> [Instructions to follow]:
Recast the data below as a numbered list, from its first line up to and including the line containing "212;199;360;314". Omit blank lines.

> [Given data]:
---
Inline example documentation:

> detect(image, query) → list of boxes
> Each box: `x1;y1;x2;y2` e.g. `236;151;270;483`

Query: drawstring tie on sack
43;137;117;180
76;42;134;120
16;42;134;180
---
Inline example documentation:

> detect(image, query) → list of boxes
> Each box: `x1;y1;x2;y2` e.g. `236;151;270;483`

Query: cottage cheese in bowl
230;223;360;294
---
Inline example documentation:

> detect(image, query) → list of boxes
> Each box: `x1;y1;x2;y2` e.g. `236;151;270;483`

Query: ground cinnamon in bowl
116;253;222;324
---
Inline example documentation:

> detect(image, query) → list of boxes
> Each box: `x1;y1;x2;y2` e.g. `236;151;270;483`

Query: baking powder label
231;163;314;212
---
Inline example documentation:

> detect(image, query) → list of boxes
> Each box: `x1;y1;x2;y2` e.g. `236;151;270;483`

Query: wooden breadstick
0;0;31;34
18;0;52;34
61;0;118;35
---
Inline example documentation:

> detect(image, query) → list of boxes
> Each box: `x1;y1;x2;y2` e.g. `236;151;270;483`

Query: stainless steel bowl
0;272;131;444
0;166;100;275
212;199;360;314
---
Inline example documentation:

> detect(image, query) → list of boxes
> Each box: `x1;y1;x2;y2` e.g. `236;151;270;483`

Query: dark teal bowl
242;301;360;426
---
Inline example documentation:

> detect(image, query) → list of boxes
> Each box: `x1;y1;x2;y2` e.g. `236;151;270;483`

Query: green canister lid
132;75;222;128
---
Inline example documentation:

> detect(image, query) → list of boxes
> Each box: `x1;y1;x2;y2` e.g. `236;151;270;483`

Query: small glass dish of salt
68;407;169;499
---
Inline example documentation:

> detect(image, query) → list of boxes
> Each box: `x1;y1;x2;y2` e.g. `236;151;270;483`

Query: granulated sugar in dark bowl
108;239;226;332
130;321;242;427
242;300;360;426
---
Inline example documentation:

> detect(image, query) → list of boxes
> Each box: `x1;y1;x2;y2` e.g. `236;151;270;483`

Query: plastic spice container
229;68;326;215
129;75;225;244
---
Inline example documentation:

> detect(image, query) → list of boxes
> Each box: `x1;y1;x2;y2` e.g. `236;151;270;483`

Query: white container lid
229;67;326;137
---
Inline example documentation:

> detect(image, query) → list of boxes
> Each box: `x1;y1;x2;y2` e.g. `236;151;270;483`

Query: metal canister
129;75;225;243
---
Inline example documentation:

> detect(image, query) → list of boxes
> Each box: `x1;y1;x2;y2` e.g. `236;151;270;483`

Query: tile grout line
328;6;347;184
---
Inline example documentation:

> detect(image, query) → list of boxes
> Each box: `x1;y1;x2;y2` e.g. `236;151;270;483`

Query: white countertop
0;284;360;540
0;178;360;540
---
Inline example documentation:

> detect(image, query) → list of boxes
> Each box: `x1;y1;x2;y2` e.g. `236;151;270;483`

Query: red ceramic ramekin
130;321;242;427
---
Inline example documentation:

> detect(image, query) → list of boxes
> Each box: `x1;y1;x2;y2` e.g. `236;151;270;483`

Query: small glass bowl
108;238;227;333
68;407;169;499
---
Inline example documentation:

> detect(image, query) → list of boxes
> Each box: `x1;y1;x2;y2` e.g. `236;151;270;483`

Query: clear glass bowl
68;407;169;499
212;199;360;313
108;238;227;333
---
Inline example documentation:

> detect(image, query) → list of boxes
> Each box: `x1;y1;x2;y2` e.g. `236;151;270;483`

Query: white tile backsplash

> [Task solution]:
1. ---
2. Inline example documentation:
3. > detect(image, query) → list of boxes
4. > Each box: `x1;y1;x2;y2` e.g. `236;151;270;483`
5. Query: drawstring tie on sack
6. 43;137;117;180
7. 76;42;134;120
8. 16;42;134;180
9. ---
10. Inline example documentation:
11. > detect(image, query) → list of boxes
12. > Each box: `x1;y1;x2;y2` e.g. `236;151;270;483`
13. Query: cottage cheese in bowl
14. 230;223;360;294
15. ---
16. Inline example documentation:
17. > detect(image, query) → list of boxes
18. > Each box: `x1;y1;x2;y2` e.g. `236;151;270;483`
19. Query: ground cinnamon in bowl
20. 116;253;222;324
21. ---
22. Inline example documentation:
23. > detect(image, query) → list of boxes
24. > Each box: `x1;y1;x2;y2` e.g. `236;151;270;483`
25. Query: baking powder label
26. 231;163;314;212
27. ---
28. Inline example documentation:
29. > detect(image, query) → list of boxes
30. > Each box: `x1;y1;x2;y2` e.g. `236;151;270;483`
31. Query: wooden breadstick
32. 0;0;31;34
33. 18;0;52;34
34. 61;0;118;35
35. ---
36. Inline example documentation:
37. > detect(image, query) → list of boxes
38. > Each box: `x1;y1;x2;y2` e.g. `236;151;270;483`
39. Query: stainless steel bowl
40. 0;272;131;444
41. 0;166;100;275
42. 212;199;360;314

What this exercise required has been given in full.